Plaintiffs' only allegation of bad faith or unfair dealing is the termination of their provider contracts for no reason other than Anthem's alleged profit motives.   Applying the commercial-contract standard for good faith and fair dealing, we conclude that the termination of the provider contracts for no reason at all is specifically permitted by the contracts between the parties, so that Anthem  cannot be said to have taken advantage of plaintiffs in a manner not contemplated by the contracts.   We have already determined that the plaintiffs have failed to establish that such a clause is against public policy.   Thus, there is no bad faith or unfair dealing in terminating the contracts in a manner specifically provided for in the agreements.

For the foregoing reasons, we hold that the trial court did not err in granting defendants' motion to dismiss plaintiffs' claim for breach of the implied covenant of good faith and fair dealing.



 Tortious interference with a business relationship occurs when a person, without privilege, induces or otherwise purposely causes a third person not to enter into or continue a business relation with another, or to perform a contract with another.23  The elements of this claim require a plaintiff to prove that (1) a contract existed;  (2) the alleged wrongdoer had knowledge of the contract;  (3) the wrongdoer intentionally procured the contract's breach;  and (4) the wrongdoer had no legitimate justification for causing the breach.24

 Here, plaintiffs do not state a claim for tortious interference because they have not alleged facts to establish the third or fourth elements of this cause of action.   A patient breaches no contract with a physician if the patient terminates the relationship, no matter the reason.   Moreover, Anthem's action in removing plaintiffs from its provider list precluded payment by the insurer for any services rendered by the plaintiffs, but in no way required the patients to cease their particular physician-patient relationships.

--------

Task
From the court ruling, copy the passage from "Plaintiffs' only allegation" to "in the agreements." word for word. Rely only on the court ruling above.

Material supplied

--------

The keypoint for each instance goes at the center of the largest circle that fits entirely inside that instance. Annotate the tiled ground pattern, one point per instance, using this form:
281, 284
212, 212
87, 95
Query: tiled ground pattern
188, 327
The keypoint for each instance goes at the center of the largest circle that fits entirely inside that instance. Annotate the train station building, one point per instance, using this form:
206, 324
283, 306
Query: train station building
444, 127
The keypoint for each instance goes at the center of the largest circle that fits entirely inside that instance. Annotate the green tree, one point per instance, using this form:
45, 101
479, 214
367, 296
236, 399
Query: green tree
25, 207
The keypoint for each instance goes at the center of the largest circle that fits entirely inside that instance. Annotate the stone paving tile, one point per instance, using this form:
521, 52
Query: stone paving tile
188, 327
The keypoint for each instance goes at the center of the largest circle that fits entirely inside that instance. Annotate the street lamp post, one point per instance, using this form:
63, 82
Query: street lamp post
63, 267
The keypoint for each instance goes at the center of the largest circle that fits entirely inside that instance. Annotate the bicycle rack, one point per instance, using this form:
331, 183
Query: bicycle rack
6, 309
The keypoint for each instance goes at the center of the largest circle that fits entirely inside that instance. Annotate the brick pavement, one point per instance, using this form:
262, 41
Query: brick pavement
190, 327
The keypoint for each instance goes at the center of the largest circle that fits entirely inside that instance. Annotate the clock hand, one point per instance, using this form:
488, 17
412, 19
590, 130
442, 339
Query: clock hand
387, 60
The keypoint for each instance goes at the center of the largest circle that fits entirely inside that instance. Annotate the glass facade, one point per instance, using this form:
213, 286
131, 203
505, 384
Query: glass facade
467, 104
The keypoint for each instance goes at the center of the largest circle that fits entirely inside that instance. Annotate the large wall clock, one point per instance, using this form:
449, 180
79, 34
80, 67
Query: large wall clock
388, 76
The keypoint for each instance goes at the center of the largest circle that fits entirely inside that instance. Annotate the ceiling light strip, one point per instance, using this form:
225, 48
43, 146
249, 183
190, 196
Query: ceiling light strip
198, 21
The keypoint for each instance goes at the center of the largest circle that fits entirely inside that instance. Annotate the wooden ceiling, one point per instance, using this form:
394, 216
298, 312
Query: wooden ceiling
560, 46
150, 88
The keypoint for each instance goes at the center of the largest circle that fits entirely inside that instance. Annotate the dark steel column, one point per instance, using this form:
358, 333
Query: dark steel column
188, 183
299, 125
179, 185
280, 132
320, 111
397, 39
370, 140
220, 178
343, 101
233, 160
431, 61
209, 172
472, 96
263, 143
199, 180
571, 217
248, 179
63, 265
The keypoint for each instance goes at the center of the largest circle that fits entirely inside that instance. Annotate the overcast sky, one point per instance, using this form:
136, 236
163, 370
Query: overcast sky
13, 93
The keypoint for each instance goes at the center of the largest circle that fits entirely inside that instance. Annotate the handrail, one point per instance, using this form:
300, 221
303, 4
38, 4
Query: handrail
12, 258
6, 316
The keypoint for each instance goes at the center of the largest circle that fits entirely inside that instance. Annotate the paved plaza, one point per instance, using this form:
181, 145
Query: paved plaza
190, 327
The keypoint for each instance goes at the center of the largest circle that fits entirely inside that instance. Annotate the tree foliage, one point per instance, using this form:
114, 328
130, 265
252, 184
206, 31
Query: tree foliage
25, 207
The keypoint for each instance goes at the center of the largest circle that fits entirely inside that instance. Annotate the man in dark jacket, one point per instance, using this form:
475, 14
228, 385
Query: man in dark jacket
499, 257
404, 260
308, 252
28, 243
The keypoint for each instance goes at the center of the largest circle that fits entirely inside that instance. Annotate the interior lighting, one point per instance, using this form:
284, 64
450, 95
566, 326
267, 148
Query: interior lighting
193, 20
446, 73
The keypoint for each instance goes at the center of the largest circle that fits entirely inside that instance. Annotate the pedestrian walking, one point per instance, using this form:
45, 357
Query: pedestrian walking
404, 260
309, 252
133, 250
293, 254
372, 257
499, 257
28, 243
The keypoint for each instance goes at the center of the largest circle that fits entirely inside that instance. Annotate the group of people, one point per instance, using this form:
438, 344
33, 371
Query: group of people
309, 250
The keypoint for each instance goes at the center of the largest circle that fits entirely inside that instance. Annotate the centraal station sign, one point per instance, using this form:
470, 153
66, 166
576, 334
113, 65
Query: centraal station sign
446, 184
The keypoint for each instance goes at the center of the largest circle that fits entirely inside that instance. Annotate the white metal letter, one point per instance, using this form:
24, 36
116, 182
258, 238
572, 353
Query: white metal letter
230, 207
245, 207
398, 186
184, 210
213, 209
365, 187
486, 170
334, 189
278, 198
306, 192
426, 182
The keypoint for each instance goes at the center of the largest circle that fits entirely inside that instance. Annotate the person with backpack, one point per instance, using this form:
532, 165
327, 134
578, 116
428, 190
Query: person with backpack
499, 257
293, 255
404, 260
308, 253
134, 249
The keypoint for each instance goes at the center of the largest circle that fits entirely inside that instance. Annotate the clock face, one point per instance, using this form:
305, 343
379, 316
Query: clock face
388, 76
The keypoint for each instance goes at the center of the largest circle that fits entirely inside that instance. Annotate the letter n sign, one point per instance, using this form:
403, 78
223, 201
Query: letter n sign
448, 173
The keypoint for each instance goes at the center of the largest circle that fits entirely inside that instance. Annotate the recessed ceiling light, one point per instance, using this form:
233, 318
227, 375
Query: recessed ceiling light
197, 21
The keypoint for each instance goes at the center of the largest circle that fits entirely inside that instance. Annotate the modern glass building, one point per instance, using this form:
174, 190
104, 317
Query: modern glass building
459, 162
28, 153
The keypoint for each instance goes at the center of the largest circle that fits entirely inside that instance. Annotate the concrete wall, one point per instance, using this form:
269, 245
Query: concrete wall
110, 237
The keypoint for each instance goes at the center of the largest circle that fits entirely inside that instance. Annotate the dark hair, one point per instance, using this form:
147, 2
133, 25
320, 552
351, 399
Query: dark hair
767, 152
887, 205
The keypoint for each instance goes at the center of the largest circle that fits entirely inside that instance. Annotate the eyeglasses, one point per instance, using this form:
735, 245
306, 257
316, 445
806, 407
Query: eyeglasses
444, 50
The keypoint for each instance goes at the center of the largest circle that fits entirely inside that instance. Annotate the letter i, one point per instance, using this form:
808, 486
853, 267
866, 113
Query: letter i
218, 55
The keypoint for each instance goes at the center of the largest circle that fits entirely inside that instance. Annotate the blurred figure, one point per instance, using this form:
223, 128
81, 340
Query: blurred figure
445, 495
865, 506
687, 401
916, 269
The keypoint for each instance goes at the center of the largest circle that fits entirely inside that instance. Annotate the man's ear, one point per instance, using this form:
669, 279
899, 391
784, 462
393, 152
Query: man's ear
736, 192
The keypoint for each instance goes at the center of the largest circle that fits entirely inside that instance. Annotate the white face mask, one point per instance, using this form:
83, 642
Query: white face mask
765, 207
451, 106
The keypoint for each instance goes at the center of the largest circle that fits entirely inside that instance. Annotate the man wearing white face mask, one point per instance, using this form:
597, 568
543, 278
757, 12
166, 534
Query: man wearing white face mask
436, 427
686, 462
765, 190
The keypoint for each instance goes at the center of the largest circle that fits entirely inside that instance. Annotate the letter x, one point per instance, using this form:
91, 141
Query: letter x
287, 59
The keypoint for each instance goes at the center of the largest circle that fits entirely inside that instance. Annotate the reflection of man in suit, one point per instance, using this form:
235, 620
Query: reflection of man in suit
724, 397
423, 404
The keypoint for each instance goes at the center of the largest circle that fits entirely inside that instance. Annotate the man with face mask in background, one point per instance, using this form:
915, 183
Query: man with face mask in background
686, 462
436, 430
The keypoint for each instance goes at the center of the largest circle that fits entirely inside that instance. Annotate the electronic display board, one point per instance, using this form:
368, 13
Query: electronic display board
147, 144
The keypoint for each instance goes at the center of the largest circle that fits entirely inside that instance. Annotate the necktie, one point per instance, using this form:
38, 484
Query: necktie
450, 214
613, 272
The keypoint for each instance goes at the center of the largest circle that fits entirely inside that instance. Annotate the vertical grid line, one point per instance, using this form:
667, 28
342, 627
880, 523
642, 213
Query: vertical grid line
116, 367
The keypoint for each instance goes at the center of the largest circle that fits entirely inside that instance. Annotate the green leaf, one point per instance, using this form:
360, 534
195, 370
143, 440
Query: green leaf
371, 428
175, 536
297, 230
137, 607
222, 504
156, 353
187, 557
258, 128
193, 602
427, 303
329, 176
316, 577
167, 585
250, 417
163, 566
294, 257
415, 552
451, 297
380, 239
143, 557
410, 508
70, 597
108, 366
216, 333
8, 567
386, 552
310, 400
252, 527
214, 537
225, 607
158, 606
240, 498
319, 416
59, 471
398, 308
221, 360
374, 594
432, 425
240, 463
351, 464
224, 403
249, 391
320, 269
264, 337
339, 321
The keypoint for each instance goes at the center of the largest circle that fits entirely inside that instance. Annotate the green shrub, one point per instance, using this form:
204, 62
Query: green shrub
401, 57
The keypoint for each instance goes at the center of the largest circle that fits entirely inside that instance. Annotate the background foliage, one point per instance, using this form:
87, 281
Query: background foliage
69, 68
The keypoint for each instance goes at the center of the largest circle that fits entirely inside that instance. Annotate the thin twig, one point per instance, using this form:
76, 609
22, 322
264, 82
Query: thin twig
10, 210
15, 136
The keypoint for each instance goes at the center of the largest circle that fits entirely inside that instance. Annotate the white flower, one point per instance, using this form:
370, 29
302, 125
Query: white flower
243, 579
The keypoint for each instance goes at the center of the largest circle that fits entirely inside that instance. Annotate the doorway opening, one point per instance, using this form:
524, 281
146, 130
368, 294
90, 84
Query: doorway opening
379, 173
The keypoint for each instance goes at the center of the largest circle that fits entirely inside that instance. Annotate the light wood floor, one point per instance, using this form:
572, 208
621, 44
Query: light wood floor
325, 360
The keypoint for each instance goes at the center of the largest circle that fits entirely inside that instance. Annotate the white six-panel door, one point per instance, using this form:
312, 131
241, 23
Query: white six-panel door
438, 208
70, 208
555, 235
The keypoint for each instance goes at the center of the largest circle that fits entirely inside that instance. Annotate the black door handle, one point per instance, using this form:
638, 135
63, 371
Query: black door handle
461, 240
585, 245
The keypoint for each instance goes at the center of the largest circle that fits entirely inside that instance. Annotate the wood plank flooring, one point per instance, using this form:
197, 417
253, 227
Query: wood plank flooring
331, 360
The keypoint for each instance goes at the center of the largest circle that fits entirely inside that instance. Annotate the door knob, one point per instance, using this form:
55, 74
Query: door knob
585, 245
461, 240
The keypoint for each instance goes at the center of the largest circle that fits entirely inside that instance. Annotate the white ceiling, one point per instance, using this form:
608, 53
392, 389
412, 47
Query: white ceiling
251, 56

--------

Answer box
Plaintiffs' only allegation of bad faith or unfair dealing is the termination of their provider contracts for no reason other than Anthem's alleged profit motives.   Applying the commercial-contract standard for good faith and fair dealing, we conclude that the termination of the provider contracts for no reason at all is specifically permitted by the contracts between the parties, so that Anthem  cannot be said to have taken advantage of plaintiffs in a manner not contemplated by the contracts.   We have already determined that the plaintiffs have failed to establish that such a clause is against public policy.   Thus, there is no bad faith or unfair dealing in terminating the contracts in a manner specifically provided for in the agreements.